WHAT IS BEING ASKED
Rewrite everything from the line containing "Please spot the fence" down to the end of the entries below, replacing "black hoodie" with "charcoal hoodie" and leaving all else unchanged.

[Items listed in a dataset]
-------------------------

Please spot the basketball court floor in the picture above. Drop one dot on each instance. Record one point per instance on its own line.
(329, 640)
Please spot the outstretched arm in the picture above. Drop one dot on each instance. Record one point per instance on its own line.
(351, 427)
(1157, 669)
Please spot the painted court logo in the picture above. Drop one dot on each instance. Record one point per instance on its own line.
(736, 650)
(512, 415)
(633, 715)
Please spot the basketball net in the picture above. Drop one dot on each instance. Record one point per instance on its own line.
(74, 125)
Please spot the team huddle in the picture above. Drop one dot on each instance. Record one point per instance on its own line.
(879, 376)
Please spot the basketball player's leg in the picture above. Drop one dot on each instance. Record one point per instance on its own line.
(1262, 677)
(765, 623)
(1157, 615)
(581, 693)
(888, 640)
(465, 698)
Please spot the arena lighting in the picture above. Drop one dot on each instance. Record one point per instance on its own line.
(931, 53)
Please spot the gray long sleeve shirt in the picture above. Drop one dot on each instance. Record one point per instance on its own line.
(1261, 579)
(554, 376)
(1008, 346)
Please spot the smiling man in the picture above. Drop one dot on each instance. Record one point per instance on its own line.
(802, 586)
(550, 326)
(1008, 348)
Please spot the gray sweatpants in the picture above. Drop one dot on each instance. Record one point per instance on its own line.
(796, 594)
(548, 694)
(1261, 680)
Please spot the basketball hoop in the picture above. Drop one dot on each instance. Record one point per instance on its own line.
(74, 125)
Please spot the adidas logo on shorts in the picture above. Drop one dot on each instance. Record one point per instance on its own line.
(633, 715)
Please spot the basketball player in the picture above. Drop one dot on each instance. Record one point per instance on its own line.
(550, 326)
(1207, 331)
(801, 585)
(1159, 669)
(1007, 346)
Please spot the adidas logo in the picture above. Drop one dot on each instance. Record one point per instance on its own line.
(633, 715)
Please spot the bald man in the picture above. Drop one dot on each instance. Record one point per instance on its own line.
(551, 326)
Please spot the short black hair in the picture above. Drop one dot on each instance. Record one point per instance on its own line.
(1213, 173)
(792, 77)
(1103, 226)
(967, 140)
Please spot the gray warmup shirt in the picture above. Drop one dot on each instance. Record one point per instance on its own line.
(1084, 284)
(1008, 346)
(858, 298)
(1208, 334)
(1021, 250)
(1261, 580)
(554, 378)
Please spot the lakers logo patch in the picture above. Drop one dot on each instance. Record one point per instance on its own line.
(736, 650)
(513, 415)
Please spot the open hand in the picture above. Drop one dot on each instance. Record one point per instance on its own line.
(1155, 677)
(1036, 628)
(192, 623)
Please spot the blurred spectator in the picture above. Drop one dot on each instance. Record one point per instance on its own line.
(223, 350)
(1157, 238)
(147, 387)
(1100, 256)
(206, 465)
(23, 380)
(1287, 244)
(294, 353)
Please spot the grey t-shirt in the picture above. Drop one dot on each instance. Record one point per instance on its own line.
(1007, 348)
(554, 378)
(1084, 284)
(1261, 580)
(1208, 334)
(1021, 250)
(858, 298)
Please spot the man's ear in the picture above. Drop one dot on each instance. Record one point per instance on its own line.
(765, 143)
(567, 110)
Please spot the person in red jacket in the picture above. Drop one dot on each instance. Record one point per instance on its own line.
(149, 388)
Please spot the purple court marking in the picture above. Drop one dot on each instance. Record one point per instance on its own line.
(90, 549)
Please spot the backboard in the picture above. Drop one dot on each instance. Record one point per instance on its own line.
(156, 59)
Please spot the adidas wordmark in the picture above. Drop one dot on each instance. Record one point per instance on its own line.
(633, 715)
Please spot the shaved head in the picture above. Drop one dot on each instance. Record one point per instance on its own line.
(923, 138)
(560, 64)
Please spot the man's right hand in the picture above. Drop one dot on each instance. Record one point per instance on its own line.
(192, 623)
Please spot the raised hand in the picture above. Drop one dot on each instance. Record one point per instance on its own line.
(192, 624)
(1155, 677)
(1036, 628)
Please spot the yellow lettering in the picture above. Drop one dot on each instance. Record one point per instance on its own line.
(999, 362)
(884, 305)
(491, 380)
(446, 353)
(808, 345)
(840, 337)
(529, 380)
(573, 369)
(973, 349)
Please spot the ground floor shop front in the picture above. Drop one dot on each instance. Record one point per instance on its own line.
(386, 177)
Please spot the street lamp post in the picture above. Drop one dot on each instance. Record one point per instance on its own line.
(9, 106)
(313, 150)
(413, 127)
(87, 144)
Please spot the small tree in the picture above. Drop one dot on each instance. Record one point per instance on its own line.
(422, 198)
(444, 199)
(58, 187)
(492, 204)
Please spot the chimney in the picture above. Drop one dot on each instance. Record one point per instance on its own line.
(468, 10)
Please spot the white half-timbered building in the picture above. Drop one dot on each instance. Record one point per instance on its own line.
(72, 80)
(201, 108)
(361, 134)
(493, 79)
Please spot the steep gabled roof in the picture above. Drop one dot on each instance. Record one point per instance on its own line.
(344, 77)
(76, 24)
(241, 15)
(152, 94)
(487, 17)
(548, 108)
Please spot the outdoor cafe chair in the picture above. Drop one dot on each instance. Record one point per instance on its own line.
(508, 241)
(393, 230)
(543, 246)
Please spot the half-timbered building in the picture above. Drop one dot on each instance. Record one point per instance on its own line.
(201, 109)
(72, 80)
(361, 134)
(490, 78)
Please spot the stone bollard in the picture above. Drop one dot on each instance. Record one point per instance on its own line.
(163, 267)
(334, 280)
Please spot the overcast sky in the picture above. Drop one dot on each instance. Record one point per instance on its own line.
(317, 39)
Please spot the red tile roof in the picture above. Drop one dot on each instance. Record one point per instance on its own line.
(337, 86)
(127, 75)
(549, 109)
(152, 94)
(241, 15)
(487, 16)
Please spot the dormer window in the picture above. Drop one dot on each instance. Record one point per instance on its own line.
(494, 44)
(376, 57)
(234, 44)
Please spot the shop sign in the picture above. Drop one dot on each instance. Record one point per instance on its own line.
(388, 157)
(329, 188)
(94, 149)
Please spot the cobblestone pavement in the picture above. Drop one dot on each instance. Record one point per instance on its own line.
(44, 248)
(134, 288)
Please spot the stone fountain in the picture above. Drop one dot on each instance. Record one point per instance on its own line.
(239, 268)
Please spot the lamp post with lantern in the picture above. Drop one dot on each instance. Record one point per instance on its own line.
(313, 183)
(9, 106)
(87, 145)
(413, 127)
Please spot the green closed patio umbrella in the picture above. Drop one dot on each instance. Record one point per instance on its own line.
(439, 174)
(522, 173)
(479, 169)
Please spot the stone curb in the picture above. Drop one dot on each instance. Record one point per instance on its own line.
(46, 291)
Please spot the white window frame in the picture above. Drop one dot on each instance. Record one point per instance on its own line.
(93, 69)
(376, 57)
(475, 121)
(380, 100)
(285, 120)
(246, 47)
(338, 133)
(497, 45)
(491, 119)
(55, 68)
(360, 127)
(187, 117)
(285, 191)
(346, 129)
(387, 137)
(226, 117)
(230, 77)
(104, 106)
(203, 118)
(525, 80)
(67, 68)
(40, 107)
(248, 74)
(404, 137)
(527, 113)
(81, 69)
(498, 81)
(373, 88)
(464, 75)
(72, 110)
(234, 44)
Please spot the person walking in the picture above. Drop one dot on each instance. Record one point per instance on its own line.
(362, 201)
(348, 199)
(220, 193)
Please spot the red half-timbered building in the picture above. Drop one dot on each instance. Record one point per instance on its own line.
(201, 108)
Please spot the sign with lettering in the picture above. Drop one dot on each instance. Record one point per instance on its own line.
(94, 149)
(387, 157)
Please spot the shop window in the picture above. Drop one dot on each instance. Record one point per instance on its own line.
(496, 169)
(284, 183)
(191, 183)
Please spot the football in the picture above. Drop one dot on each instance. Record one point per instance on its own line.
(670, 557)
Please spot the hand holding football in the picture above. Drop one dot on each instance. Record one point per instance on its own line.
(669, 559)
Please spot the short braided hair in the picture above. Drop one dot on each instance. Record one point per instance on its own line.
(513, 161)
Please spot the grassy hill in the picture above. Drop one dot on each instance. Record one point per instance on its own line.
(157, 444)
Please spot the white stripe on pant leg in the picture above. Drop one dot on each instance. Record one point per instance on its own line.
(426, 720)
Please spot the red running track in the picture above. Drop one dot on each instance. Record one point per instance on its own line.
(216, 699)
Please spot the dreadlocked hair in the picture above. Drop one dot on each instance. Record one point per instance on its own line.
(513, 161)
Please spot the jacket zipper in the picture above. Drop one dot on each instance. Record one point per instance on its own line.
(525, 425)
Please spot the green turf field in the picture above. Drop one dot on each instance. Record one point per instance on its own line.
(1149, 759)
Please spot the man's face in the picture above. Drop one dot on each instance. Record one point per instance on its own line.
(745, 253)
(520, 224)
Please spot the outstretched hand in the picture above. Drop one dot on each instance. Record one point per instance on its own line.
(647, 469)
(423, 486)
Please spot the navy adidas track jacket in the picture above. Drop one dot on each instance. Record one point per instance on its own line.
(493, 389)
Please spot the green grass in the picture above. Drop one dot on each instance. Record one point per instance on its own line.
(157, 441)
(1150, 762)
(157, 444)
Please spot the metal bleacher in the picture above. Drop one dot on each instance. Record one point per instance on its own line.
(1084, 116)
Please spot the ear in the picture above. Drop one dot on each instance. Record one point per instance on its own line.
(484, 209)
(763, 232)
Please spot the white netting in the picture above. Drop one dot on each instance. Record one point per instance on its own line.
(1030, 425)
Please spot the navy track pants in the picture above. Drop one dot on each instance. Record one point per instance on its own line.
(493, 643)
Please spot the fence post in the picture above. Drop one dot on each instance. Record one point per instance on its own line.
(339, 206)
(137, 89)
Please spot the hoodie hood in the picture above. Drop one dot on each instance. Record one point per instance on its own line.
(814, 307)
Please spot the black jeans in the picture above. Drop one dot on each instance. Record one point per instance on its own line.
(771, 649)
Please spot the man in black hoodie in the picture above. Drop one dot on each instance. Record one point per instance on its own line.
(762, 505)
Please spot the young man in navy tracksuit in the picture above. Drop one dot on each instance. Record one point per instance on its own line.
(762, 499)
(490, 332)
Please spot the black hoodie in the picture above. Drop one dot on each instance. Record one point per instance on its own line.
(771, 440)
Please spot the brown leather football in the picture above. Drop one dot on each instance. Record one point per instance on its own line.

-------------------------

SOLUTION FOR THIS EXERCISE
Please spot the fence post in the picture above. Drop one dot on each instance. Record one point per instance on its own line.
(339, 206)
(137, 89)
Please spot the hoodie hood in the picture above. Drop one dot on each instance. Record one point per instance on its own line.
(814, 307)
Please spot the black jeans in the picture above. Drop one dot on each instance. Record one point per instance on its own line.
(771, 649)
Please spot the man in charcoal hoodie in the picture above. Drop one dot on each instance. Record one point per instance on its own line.
(762, 505)
Please spot the young man in navy tracksuit in the picture above. Drop one dot on each instance. Record one point per instance on its own line.
(762, 499)
(490, 332)
Please spot the charcoal hoodie in the picture above. Drop one dot on each instance. Record one point per instance on its own line.
(771, 440)
Please spot the brown leather football in the picture above. Drop one dot on each instance. Record one point per instance on its own line.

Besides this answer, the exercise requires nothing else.